Stored data entries
━━━━━━━━━━

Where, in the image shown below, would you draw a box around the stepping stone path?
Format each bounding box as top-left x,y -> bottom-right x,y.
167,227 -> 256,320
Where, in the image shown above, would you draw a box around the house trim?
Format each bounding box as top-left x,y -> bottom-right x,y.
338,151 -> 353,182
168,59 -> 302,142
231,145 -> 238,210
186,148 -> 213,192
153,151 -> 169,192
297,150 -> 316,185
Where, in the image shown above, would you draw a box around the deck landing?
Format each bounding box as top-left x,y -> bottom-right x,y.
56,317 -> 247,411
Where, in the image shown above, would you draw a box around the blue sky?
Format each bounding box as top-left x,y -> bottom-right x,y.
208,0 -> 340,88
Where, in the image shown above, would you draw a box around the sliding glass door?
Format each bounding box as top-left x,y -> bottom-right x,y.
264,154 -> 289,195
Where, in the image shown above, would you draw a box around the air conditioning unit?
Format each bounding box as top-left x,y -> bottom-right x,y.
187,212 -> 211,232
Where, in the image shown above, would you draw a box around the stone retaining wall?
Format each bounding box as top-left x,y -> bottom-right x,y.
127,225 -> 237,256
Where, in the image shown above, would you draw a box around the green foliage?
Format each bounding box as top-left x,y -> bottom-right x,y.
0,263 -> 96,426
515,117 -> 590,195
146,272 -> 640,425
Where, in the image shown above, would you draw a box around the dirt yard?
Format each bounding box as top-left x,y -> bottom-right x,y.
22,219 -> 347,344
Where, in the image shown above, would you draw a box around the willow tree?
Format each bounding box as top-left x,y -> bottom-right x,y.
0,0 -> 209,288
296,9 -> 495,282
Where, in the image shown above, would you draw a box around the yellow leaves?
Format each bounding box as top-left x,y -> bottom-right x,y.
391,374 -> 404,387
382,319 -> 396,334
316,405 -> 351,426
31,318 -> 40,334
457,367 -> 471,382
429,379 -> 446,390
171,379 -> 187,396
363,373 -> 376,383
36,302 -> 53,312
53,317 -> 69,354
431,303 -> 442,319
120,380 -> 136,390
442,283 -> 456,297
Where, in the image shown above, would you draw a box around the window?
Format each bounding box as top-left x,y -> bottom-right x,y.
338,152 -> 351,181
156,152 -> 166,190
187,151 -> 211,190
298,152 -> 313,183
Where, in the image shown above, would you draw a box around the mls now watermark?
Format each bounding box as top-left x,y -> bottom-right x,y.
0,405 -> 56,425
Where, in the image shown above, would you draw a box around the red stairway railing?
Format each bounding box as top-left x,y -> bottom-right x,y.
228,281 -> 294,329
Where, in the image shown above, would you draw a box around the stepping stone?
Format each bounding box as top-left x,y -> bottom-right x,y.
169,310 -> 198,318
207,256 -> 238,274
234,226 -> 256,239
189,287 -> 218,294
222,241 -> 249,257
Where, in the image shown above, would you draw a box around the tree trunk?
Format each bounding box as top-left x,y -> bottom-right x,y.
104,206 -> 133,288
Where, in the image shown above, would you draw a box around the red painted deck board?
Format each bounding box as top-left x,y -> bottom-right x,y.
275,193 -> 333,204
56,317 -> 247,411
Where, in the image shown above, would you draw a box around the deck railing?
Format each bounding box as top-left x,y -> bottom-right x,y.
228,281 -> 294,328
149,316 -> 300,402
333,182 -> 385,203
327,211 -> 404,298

━━━━━━━━━━

## Exercise task
Can you repeat the entire listing above verbatim, from its first line through its last?

## Exercise answer
Where, in the image shown below, would you draw a box around the stepping stone path?
Format each bounding box as top-left x,y -> bottom-right x,y.
167,227 -> 256,320
Where, in the image shown above, would you draw a box around the house trim?
Format each bounding box as top-left x,y -> bottom-right x,y.
338,151 -> 353,182
168,59 -> 302,142
231,145 -> 238,210
186,148 -> 213,192
153,151 -> 169,192
297,150 -> 316,185
Where, in the image shown above, would you draw a box around the deck landing?
Format each bounding box as top-left x,y -> bottom-right x,y.
56,317 -> 247,411
Where, in the image shown above, would you draw a box around the blue sky?
Format each bounding box as top-left x,y -> bottom-right x,y.
208,0 -> 340,88
Where, in the image shown above, would you draw a box around the sliding glass door?
Format each bounding box as top-left x,y -> bottom-right x,y.
264,154 -> 289,195
Where, in the image shown above, would you draw a box around the air conditioning unit?
Format each bounding box as top-left x,y -> bottom-right x,y.
187,212 -> 211,232
Where, in the image shown above, would you draw a box around the stone retaining wall?
Format each bounding box as top-left x,y -> bottom-right x,y.
127,225 -> 237,256
Where, in the image shown above, would you draw a box around the green foliage?
Format each bounding box as top-left x,y -> bottom-right x,y.
0,263 -> 96,426
515,117 -> 590,195
146,272 -> 640,425
Where, in the image shown above, would you draw a box around the dirt yard?
Format each bounding box as top-left x,y -> bottom-right x,y.
22,219 -> 347,344
Where, in the image shown above, would you draw a box around the willow tree?
Format each bounding box as top-left x,y -> bottom-right x,y.
0,0 -> 209,288
296,9 -> 495,282
Where, in the image shown above, would you draw a box around the yellow leaves?
Format each bounding box as top-left x,y -> bottom-right x,y.
391,374 -> 404,387
382,319 -> 396,334
316,405 -> 351,426
31,318 -> 40,334
457,367 -> 471,382
429,379 -> 446,390
171,379 -> 187,396
363,373 -> 376,383
36,302 -> 53,312
53,317 -> 69,354
431,303 -> 442,319
120,380 -> 136,390
442,283 -> 456,297
Where, in the image shown above, would you draw a box around the window?
Format each bounding box as top-left x,y -> bottom-right x,y.
338,152 -> 351,181
156,152 -> 166,190
187,151 -> 211,190
298,152 -> 313,183
Where, in the image shown above, would you draw a box around the mls now watermark?
Format each bounding box as top-left x,y -> bottom-right x,y.
0,405 -> 56,425
Where, in the image shown above, would you draw a box around the red stairway railing?
Format each bounding box as top-left x,y -> bottom-right x,y.
228,281 -> 294,329
Where, in the image shown above, would you draw a box around the stepping stone?
Format each bounding box as top-left x,y -> bottom-right x,y.
169,310 -> 198,318
207,256 -> 238,274
234,226 -> 256,239
189,287 -> 218,294
222,241 -> 249,257
Where, in the image shown above, would you draw a box around the tree trunk?
Format each bounding box as top-left x,y -> bottom-right x,y.
104,206 -> 133,288
Where, in the image shown above, would you draw a box around the red painted deck board?
Format each bounding box as top-left x,y -> bottom-right x,y.
275,193 -> 333,204
56,317 -> 247,411
Where, in the image shown above, would you draw a box around the deck railing?
Format each bounding box as top-left x,y -> bottom-right x,y.
228,281 -> 294,328
149,316 -> 300,402
333,182 -> 385,203
327,211 -> 404,298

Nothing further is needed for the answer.